List every line of the listing below that contains the string "pepper", matching case exactly.

Pointing dataset listing:
□ □ □
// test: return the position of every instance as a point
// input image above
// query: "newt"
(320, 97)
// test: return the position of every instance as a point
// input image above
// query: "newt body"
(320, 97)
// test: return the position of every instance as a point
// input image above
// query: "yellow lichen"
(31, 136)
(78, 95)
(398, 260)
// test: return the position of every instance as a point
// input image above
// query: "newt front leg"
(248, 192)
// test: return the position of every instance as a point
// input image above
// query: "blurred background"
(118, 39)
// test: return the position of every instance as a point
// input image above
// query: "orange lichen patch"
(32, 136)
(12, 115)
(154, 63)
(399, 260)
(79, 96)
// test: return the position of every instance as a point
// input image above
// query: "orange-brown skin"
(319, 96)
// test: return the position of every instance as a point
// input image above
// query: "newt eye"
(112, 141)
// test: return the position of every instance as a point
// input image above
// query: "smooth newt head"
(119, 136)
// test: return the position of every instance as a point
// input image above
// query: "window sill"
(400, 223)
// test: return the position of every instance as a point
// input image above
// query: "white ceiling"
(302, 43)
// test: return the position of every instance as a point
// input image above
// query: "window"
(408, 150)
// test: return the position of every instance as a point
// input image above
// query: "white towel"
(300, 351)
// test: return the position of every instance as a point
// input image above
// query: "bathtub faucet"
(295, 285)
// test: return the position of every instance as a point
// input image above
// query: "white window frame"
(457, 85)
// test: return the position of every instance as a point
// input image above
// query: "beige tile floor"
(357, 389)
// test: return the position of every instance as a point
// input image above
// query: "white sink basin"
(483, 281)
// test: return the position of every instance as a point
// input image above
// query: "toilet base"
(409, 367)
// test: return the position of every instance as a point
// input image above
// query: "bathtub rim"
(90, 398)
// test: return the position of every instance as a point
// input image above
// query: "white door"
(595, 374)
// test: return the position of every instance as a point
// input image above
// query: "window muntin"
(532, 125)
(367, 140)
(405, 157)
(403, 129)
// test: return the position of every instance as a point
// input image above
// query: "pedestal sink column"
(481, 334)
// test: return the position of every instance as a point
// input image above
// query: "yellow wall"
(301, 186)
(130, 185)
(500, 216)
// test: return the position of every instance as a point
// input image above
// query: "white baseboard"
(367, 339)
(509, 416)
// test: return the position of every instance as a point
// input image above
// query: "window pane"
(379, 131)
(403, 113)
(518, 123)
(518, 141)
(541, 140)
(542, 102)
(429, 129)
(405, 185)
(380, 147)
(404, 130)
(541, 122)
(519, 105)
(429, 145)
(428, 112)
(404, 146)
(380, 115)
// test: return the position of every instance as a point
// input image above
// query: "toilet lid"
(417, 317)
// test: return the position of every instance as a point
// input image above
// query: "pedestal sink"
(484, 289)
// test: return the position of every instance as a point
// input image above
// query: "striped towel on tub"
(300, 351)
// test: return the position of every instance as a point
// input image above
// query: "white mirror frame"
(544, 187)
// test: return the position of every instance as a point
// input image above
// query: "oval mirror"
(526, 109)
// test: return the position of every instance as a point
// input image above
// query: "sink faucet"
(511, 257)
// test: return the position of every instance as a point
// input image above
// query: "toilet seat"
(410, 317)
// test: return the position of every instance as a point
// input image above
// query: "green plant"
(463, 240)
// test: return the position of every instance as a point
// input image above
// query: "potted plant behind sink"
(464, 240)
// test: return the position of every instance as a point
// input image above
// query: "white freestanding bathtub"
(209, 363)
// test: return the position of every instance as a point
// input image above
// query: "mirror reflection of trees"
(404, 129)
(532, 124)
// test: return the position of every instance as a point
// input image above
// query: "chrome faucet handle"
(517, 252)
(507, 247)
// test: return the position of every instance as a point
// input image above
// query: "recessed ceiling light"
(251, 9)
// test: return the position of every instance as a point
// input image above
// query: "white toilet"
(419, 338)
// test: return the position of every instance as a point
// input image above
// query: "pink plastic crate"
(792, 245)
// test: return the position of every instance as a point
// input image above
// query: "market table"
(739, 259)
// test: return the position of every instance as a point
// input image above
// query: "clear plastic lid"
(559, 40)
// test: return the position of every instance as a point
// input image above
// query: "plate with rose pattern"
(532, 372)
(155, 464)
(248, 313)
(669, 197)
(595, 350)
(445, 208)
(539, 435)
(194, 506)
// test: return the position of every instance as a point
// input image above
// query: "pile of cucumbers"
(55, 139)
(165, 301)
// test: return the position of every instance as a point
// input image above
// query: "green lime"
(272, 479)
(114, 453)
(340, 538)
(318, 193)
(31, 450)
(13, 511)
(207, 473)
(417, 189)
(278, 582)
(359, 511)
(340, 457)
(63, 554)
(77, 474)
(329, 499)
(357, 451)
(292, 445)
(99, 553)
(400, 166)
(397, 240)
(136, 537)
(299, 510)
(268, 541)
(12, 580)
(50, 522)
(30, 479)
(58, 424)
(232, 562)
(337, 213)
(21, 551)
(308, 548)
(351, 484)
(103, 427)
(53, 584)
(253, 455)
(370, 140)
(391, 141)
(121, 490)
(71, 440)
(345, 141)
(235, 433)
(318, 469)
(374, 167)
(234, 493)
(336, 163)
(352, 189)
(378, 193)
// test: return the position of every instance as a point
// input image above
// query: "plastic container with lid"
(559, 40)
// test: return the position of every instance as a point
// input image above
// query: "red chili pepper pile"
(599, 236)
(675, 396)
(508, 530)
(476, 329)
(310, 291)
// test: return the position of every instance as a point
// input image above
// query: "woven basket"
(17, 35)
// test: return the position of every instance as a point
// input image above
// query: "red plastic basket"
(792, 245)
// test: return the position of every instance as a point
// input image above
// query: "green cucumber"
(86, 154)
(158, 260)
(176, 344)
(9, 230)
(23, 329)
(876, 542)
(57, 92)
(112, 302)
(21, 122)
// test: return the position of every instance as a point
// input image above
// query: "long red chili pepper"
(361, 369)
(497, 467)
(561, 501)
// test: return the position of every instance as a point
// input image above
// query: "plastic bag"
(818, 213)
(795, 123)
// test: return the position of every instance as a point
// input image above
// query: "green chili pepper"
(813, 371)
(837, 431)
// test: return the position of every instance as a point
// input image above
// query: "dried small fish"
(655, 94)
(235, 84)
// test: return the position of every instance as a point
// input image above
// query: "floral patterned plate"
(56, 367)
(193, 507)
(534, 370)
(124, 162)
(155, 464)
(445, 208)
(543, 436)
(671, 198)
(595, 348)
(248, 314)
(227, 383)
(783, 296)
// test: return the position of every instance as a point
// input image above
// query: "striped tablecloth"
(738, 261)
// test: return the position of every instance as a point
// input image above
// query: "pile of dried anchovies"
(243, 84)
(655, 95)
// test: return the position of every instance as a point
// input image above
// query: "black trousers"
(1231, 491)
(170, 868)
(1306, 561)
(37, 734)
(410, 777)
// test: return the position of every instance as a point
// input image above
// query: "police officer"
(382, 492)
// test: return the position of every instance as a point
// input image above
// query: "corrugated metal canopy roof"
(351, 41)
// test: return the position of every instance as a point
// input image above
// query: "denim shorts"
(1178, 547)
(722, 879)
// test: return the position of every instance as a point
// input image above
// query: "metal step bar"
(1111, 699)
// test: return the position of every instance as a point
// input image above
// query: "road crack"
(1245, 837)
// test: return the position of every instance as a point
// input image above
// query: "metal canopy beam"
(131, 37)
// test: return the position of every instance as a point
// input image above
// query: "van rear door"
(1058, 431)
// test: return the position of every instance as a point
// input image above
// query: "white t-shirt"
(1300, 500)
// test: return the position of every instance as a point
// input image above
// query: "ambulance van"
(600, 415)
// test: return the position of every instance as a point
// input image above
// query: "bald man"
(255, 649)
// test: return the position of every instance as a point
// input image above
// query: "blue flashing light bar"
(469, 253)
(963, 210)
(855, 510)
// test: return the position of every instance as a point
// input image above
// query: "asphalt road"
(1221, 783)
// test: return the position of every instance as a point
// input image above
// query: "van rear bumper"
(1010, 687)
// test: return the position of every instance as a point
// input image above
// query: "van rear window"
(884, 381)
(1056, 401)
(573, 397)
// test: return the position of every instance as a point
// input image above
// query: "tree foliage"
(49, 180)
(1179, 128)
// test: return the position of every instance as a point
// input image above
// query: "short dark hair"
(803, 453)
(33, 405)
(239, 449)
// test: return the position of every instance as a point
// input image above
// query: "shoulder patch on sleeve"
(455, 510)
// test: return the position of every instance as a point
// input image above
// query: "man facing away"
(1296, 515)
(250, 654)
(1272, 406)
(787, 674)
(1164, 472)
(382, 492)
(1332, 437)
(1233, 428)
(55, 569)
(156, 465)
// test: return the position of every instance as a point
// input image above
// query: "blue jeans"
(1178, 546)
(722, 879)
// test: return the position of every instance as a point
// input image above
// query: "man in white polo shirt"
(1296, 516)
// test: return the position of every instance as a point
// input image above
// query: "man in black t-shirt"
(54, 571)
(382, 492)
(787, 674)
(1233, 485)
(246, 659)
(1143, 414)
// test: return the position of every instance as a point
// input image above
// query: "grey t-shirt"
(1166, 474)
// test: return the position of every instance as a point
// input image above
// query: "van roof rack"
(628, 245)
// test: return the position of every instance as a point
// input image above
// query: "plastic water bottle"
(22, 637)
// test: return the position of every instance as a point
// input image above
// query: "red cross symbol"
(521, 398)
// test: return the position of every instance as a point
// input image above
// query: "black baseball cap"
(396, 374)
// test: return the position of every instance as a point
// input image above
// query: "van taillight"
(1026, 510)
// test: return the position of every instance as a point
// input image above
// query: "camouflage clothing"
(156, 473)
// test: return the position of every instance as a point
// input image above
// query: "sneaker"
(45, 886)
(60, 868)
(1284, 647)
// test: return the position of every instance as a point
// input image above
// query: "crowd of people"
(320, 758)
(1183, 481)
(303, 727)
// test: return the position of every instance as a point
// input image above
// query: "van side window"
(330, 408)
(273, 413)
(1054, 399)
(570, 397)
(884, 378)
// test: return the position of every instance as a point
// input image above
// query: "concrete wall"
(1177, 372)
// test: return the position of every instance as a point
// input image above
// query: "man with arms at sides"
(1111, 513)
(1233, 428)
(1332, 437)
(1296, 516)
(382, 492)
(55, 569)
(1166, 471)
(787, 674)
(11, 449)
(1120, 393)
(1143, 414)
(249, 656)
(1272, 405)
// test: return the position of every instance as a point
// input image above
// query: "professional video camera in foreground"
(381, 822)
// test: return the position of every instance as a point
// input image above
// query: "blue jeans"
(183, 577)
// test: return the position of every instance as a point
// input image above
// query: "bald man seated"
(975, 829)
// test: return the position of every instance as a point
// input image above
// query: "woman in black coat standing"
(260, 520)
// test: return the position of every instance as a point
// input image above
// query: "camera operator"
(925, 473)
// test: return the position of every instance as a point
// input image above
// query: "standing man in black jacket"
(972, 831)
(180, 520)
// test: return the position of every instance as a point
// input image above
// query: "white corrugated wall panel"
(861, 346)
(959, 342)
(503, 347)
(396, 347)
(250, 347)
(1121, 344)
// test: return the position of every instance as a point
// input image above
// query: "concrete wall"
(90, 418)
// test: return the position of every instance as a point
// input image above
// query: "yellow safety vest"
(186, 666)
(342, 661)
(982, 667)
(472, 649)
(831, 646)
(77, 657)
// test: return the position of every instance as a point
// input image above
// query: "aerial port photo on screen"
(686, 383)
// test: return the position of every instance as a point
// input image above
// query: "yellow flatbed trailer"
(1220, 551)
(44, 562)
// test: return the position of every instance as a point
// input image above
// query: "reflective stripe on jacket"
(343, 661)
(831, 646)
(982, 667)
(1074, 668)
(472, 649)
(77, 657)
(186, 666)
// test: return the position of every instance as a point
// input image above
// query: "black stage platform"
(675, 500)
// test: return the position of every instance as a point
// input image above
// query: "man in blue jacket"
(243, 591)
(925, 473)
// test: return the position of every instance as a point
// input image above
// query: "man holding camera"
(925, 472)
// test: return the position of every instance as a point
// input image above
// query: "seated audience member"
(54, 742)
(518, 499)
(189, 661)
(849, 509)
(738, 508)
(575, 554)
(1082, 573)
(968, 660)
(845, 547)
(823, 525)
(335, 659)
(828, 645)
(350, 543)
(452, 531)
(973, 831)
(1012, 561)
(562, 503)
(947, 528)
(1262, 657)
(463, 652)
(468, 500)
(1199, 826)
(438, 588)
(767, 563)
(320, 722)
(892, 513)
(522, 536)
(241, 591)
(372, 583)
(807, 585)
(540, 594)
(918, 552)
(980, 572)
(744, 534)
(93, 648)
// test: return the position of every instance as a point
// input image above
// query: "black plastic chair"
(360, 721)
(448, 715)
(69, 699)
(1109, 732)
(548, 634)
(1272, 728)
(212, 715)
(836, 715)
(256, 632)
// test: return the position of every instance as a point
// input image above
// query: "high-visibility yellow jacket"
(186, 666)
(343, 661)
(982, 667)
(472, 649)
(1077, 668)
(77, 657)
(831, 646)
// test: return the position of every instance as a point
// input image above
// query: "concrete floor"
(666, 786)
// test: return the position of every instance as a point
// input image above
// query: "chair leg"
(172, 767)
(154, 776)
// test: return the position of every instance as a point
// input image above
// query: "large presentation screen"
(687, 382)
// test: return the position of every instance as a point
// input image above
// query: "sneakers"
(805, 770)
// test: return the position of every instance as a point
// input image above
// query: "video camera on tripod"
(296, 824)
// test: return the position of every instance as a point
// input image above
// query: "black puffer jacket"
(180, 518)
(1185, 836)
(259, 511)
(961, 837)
□ □ □
## Completed task
// query: "red chili pepper pile"
// query: "long red chili pepper"
// query: "green chili pepper"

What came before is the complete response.